▶ **SELECTED EXCERPT**
Segment Open
Whilst sourcing materials for our garments, Samantha has gone to great lengths to find, compare and order organic fabrics, wooden buttons, and recycled sequins. Each time, she chooses the most environmental and human-friendly option.

When it came to embroidering our T-shirts, we came across an unexpected sustainability challenge: our supplier’s embroidery machines are set up to work with polyester yarn. Surely this was not a problem?

Well, we thought it was. We had made all this effort to source and pay for GOTS-certified cotton, and then we’d pollute them with polyester embroidery? We couldn’t let that happen.

With lots of patience and determination, Samantha and our supplier have run a number of tests using cotton yarn, making sure that the yarn and the embroidery machines wouldn’t break in the process.  Who said setting up a sustainable fashion production line was easy?

So, why do we have a problem with polyester to start with? After all, polyester has great properties, as it is cheap, wrinkle-free and dries quickly.

We've got a problem with it, because it’s THE MOST TOXIC and POLLUTING FABRIC that exists! Not only does it contain harmful chemicals that easily penetrate our epidermis, polyester simply doesn’t breathe and creates an environment in which smelly bacteria flourish. Of all fabrics, polyester is the worst for our body’s largest organ, our skin.

As if direct contact with our skin isn’t bad enough yet, polyester also ends up in our food, as it is not biodegradable. Microplastics pollute our land and our oceans. Did you know that every time you wash a synthetic garment, up to 2000 microfibres are flushed into the drainage?
Segment Closed
Dataset records:
Segment Open
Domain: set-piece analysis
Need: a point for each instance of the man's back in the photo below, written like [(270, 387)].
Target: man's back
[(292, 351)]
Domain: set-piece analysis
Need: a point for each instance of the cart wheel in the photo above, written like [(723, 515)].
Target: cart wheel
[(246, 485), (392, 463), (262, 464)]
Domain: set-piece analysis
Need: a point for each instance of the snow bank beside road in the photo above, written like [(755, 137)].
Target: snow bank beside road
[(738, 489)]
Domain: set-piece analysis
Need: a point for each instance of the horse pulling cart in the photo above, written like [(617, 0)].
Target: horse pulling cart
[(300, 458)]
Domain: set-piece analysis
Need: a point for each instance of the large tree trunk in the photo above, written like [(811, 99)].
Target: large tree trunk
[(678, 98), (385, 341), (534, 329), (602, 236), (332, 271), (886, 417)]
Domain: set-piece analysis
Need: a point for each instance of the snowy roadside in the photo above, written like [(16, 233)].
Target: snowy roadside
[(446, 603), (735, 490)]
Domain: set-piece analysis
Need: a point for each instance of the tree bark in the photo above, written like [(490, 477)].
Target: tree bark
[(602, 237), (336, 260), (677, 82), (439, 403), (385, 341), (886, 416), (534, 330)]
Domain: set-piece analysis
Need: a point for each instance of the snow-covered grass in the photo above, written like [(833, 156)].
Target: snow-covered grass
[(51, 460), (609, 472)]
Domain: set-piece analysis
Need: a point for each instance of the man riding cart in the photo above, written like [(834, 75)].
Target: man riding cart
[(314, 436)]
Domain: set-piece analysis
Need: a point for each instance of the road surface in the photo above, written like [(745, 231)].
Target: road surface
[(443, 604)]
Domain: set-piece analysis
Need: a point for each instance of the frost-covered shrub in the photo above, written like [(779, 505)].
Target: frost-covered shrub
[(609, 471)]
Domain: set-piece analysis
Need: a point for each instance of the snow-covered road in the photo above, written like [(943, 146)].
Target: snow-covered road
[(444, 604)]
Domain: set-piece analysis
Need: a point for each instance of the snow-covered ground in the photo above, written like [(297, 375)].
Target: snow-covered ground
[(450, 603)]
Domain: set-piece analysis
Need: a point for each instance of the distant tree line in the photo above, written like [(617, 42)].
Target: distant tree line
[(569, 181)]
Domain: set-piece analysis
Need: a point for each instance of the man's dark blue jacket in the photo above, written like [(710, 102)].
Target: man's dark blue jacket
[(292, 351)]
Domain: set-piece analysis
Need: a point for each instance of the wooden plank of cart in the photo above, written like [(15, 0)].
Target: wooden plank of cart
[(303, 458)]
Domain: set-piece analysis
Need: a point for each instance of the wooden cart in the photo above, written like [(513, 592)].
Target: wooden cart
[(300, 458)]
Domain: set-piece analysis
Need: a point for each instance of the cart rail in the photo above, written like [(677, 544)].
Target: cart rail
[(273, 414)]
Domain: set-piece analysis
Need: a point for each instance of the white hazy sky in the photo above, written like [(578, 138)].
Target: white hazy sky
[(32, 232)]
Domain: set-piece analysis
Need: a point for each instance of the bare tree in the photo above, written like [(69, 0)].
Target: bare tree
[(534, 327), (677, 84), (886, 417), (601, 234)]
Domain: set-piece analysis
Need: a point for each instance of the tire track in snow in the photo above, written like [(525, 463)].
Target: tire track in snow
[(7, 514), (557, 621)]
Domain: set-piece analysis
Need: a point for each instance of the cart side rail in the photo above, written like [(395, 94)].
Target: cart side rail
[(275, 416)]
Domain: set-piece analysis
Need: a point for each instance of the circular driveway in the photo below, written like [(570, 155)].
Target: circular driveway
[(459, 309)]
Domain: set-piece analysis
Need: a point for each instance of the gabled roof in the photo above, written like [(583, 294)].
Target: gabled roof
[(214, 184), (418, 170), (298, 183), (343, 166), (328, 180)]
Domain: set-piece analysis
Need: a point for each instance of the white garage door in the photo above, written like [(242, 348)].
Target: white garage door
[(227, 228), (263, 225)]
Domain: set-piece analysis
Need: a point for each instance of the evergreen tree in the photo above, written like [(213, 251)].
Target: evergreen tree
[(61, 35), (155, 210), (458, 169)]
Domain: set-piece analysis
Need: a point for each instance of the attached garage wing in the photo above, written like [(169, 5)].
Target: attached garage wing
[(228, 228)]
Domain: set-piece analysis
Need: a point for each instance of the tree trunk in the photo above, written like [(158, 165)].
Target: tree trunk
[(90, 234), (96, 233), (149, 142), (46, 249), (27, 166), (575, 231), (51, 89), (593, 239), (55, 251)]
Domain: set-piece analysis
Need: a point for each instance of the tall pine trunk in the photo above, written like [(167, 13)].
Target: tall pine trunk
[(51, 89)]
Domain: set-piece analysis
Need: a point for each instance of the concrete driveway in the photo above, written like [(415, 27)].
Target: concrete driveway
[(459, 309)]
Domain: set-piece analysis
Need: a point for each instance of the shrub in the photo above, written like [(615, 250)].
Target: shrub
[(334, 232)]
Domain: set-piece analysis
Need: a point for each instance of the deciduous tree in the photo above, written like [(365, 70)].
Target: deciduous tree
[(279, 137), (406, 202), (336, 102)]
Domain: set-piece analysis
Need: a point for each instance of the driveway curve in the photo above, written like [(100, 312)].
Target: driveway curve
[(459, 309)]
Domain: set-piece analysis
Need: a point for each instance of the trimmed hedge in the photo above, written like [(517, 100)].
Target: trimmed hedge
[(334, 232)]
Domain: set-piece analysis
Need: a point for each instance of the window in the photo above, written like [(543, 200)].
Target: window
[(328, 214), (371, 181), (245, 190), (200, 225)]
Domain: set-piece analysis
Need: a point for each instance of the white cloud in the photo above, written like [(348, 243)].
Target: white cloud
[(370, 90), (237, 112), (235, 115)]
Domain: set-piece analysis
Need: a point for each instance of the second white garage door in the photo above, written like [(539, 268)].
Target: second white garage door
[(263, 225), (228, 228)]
Segment Closed
▶ **WHAT IS NEEDED**
In the passage about embroidering the T-shirts, what kind of yarn were the supplier's embroidery machines set up to use? The records are drawn from a separate source.

▶ **RESULT FOR THIS EXERCISE**
Polyester yarn.